Commit to eating stronger, more nutritious foods. Your friends will think you're crazy and you won't fit in with the "normal crowd," but who cares? Being normal sucks, and normal never helped create any champions.

2 /// Live By Your Word

Learn it at a young age and live it. I've worked with countless athletes and their parents for more than 10 years and have seen one too many empty promises and sneaky tactics. I've seen famous people, looked up to by thousands and thousands of people, who don't live their words.

It's a shame. An honest person is hard to find. If you say you're going to do it, then do it—and go all out. If you give your word, don't make excuses; make it happen.

3 /// Leave Everything in the Gym

This boils down to honesty. Be honest with yourself. When you look yourself in the mirror after your workout, ask yourself, "Did I give my all today?"

That is what training is all about. You versus you. Push yourself to your limits and beyond. Learn what it means to tolerate pain and break through the pain barrier.

Break records and always train to become at least one percent better than the last workout.

4 /// Excuses Pave the Road to Nowhere

Athletes make excuses about why they can't have a strong breakfast, why they ate a crappy lunch, and why they can't get to the gym more than twice per week.

Really? You only train twice each week and on the other five days you can't train? The athletes who make excuses are simply giving themselves a green light to lose. You must be brutally honest with yourself if you want to achieve success.

Avoid making excuses and learn to take responsibility for all your actions. Learn this skill now and you will be powerful not just during your teen years as an athlete, but for the rest of your life—if you continue living the code of no excuses.

• **Entries provided**

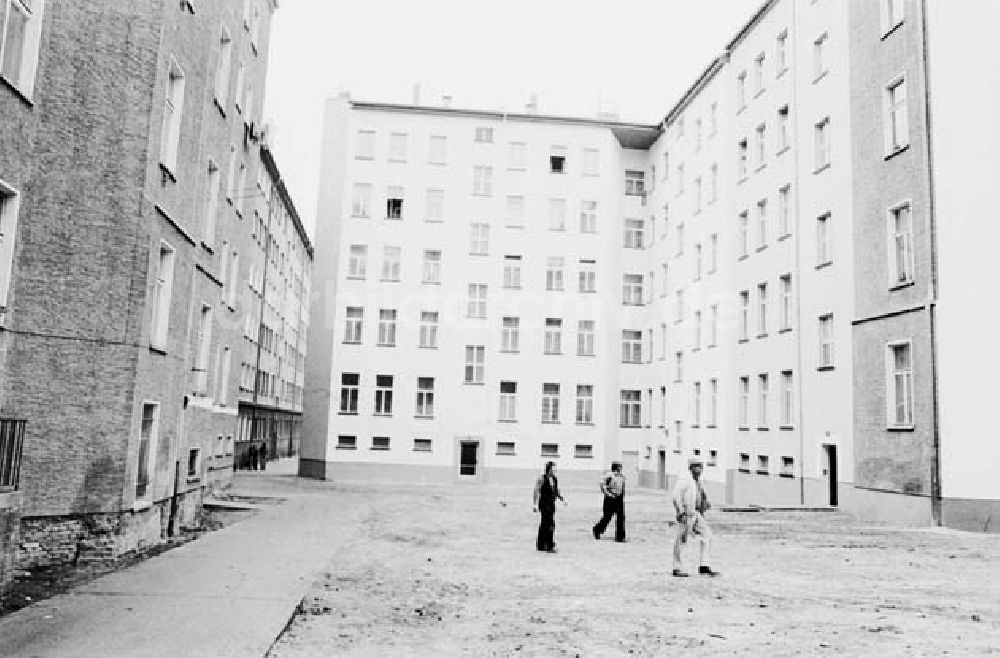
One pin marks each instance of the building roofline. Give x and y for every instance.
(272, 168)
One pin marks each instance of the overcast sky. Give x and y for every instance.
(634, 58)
---
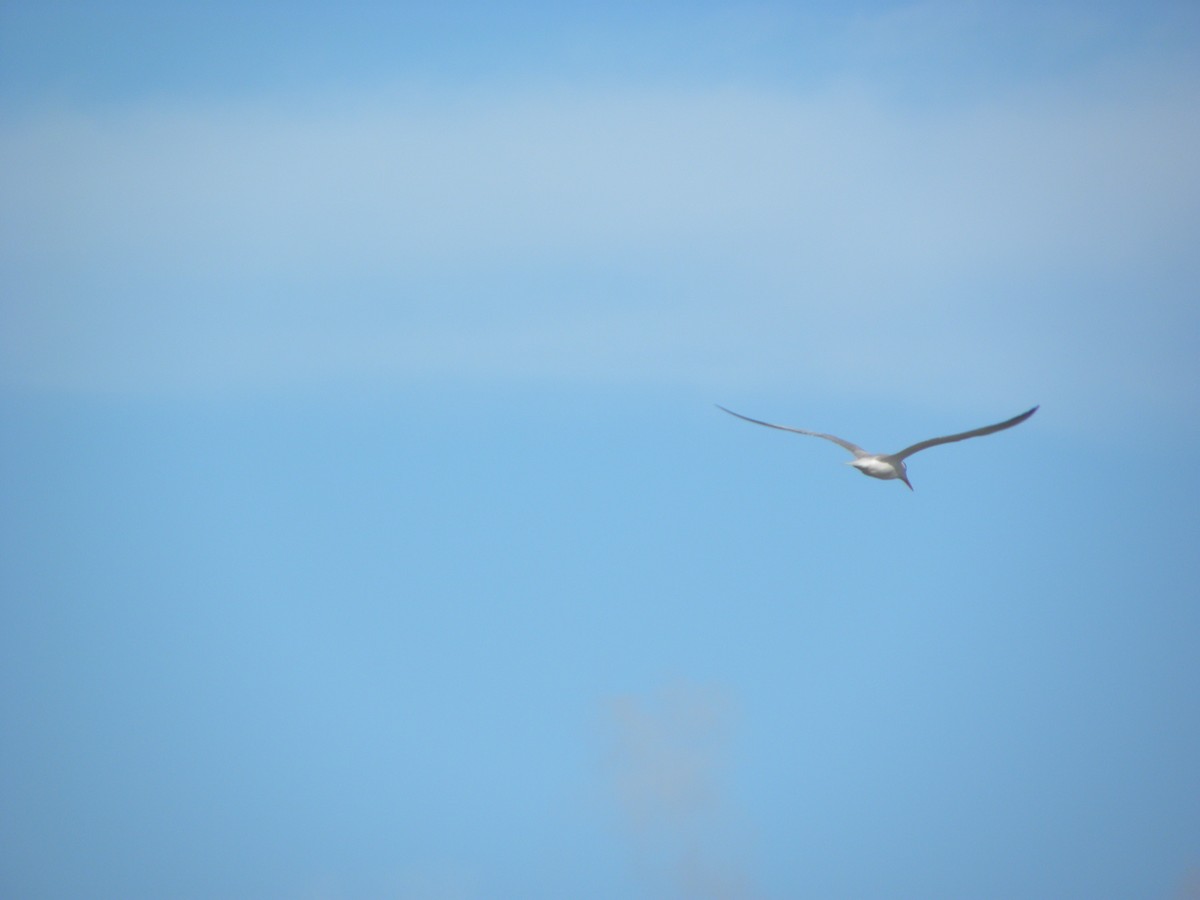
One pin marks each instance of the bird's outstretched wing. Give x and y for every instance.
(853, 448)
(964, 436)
* * *
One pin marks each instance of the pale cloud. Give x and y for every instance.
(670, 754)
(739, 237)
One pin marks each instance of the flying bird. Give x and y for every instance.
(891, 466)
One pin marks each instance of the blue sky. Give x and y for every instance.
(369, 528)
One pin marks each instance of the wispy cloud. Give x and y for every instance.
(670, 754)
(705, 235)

• **Problems and tasks**
**A)** Pick out every line of the rows that contains the word "Give", and copy each one. Case matters.
**B)** Carry on the athlete advice text from its final sentence.
The athlete advice text and the rows are unrelated material.

• **Results of the exercise**
**A)**
One pin marks each instance of the building roofline. Give x and y for every instance.
One pin marks each instance of the overcast sky. Give x and y for every instance.
One pin marks each instance of the bird's outstretched wing. Give x and y for every instance.
One pin marks each instance of the pale cloud. Give x and y for every instance.
One pin marks each instance of the flying bird. Give x and y for every instance.
One pin marks each instance of the blue sky. Give x and y for every instance.
One pin marks each instance of the wispy cloud. Give x and y for every instance.

**B)**
5 /// When Things Go Wrong, Keep Fighting

You will hit walls, setbacks, and obstacles, but this is when the true champion rises to the occasion. I've had athletes come to my gym with casts on a leg or arm. At first they tell me they need to take 4-6 weeks off due to the injury.

I tell them, "Hell, no!" I get them in the gym and, if the arm is in a cast, we do lifts with one arm, strap a belt around their waists, and do sled sprints. There is always a way to train, to rise above, to conquer and crush obstacles. You will see big changes in your success when you have the right mindset.

You have nothing to lose when you step up and give it your all. You can walk away with your chin held high knowing you did all you could to achieve your goals.

6 /// Beat the Guy Next to You Every Time

When you train, get in there and compete. This goes for the weight room, practice, and life in general. Average doesn't cut it in sports or life. The two go hand in hand. When you train, you should push at high intensity and making everyone else rise to your level.

If you've got a job, then don't be satisfied with only doing what's in your "job description." Go above and beyond the job description because that is what it takes to go from average to ass-kicker.

7 /// Don't Be Afraid to Fail

This is where many younger athletes go wrong. They set their sights on small goals, feeling they are not ready for the bigger goals.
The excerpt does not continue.